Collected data
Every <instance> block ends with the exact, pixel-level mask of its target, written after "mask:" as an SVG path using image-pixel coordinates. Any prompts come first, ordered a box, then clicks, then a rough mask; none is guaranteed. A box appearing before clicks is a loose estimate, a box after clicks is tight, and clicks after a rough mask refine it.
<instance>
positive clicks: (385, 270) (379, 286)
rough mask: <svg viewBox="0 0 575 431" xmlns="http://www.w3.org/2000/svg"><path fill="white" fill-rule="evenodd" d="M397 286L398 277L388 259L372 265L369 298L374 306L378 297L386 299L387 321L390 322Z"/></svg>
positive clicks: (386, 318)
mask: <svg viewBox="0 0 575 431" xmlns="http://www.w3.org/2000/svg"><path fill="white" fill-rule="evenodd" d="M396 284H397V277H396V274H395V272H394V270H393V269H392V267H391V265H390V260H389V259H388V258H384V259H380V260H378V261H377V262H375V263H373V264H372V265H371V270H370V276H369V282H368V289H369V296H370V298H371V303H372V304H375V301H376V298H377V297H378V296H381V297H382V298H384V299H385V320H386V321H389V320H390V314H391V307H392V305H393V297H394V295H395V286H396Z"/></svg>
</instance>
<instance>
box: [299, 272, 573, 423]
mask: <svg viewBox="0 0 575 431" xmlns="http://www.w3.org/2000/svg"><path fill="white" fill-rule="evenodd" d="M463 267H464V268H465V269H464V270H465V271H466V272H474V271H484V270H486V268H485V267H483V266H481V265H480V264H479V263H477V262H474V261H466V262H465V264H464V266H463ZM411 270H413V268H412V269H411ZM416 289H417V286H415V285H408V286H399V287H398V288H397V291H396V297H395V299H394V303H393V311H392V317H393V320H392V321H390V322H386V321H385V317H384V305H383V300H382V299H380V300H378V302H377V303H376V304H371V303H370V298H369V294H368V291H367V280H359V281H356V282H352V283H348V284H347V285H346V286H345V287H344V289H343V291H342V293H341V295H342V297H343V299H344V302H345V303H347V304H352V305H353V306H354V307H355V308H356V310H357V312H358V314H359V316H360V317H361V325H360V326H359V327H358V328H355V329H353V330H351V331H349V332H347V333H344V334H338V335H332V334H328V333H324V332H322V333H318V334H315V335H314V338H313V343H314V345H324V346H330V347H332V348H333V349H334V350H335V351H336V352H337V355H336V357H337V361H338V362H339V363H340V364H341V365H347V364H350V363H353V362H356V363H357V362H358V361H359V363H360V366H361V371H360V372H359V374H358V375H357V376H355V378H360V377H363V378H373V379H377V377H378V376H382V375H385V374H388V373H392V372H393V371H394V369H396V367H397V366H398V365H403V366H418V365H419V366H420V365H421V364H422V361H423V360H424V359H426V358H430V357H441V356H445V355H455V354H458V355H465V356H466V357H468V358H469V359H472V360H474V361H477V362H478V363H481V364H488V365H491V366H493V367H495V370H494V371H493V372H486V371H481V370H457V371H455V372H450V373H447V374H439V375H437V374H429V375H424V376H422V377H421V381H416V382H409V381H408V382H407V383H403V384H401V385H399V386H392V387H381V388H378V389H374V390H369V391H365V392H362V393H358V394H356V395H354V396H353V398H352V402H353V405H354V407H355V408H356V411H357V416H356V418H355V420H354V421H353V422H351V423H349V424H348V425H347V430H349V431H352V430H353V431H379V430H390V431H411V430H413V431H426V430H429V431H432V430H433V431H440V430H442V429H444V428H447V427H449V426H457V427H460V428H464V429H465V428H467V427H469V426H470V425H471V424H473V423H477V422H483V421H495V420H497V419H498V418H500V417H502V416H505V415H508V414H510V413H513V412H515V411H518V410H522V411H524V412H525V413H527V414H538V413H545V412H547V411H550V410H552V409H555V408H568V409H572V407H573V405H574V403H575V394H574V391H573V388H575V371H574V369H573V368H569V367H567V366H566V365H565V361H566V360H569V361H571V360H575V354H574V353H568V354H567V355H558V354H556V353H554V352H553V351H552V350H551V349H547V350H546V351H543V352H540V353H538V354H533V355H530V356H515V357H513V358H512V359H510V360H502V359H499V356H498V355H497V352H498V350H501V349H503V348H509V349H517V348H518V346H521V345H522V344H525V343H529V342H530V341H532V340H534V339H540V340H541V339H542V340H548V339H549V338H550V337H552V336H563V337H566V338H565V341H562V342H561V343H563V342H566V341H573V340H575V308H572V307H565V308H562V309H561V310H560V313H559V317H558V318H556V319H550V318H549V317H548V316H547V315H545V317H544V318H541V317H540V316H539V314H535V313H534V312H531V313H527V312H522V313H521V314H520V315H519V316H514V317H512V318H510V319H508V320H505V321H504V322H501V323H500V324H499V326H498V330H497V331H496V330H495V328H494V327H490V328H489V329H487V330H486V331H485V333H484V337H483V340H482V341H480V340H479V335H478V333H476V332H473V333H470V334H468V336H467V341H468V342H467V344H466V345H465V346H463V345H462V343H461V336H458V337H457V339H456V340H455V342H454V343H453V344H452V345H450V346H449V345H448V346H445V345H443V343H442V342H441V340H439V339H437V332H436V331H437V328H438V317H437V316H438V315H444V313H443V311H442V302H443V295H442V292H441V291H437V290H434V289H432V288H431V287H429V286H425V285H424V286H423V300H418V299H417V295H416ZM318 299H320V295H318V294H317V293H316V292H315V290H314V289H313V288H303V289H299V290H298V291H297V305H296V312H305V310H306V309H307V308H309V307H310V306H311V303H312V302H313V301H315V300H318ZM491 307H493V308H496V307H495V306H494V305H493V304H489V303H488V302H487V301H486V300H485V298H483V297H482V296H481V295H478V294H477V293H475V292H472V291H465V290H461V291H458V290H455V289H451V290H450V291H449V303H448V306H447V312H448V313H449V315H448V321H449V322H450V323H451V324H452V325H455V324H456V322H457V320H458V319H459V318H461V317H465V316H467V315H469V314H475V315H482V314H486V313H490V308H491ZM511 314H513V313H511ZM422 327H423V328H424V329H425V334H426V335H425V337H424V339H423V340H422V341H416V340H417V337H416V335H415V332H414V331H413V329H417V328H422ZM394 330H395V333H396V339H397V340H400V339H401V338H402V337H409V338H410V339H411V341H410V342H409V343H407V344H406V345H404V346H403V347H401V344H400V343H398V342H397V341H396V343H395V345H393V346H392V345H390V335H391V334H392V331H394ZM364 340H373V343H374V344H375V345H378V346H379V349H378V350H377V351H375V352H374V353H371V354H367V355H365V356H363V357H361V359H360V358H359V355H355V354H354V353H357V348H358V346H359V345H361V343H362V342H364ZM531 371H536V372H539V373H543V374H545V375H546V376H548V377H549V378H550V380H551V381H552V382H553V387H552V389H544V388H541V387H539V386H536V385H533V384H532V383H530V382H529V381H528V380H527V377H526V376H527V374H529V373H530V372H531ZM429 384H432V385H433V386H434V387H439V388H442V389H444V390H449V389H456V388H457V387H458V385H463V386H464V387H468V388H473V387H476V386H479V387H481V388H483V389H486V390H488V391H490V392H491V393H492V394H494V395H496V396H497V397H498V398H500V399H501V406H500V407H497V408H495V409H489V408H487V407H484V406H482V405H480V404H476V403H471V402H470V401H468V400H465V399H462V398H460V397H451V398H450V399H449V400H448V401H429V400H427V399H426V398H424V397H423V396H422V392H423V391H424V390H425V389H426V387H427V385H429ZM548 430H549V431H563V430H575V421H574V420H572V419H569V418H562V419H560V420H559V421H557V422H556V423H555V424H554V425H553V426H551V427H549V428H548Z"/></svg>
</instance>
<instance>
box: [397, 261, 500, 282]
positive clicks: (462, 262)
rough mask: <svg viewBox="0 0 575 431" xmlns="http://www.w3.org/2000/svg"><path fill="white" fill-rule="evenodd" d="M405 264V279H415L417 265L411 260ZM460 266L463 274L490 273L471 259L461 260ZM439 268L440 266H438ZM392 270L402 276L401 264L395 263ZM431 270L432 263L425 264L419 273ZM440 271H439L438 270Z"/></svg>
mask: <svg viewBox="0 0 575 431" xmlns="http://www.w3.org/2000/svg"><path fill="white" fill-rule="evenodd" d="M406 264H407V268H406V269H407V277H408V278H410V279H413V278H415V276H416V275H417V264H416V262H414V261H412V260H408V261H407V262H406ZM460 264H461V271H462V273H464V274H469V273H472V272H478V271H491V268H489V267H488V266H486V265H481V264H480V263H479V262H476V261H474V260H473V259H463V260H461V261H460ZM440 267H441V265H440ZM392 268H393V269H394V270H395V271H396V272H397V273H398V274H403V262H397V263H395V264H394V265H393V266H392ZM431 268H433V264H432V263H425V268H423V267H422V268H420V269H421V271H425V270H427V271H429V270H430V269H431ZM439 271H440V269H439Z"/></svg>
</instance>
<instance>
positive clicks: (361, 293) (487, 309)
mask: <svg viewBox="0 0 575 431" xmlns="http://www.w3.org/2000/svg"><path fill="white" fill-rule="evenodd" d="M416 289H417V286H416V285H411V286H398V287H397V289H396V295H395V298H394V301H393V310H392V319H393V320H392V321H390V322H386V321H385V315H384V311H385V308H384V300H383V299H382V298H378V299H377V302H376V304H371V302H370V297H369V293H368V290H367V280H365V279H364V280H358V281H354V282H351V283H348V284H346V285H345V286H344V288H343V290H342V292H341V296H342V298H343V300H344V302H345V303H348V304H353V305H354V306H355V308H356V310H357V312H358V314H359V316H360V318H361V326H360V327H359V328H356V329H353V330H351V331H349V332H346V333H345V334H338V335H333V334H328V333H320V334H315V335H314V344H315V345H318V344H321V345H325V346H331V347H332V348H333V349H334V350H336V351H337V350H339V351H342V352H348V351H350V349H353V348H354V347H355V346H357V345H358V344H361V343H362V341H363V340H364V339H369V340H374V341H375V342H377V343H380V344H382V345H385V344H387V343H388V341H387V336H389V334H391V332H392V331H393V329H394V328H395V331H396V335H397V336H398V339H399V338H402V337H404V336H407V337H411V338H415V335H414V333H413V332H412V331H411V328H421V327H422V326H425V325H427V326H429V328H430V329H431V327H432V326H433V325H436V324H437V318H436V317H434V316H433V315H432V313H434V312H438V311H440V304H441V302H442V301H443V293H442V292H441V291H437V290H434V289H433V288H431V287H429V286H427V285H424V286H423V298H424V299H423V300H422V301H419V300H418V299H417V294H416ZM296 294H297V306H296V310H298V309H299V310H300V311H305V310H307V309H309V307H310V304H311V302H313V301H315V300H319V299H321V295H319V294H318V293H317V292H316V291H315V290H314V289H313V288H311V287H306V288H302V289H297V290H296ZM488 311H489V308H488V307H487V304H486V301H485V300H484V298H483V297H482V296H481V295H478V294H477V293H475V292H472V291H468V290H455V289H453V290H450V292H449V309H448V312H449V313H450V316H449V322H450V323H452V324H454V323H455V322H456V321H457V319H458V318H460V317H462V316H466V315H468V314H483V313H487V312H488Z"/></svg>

• YOUR OBJECTIVE: Exactly as they stand, set down the lines from the top of the data through the line with "positive clicks: (385, 270) (379, 286)".

• YOUR SOLUTION:
Every <instance> block ends with the exact, pixel-level mask of its target, written after "mask:" as an SVG path using image-pixel coordinates. Any prompts come first, ordered a box, then clicks, then a rough mask; none is guaranteed. A box appearing before clicks is a loose estimate, a box after clicks is tight, and clicks after a rough mask refine it.
<instance>
positive clicks: (385, 270) (379, 286)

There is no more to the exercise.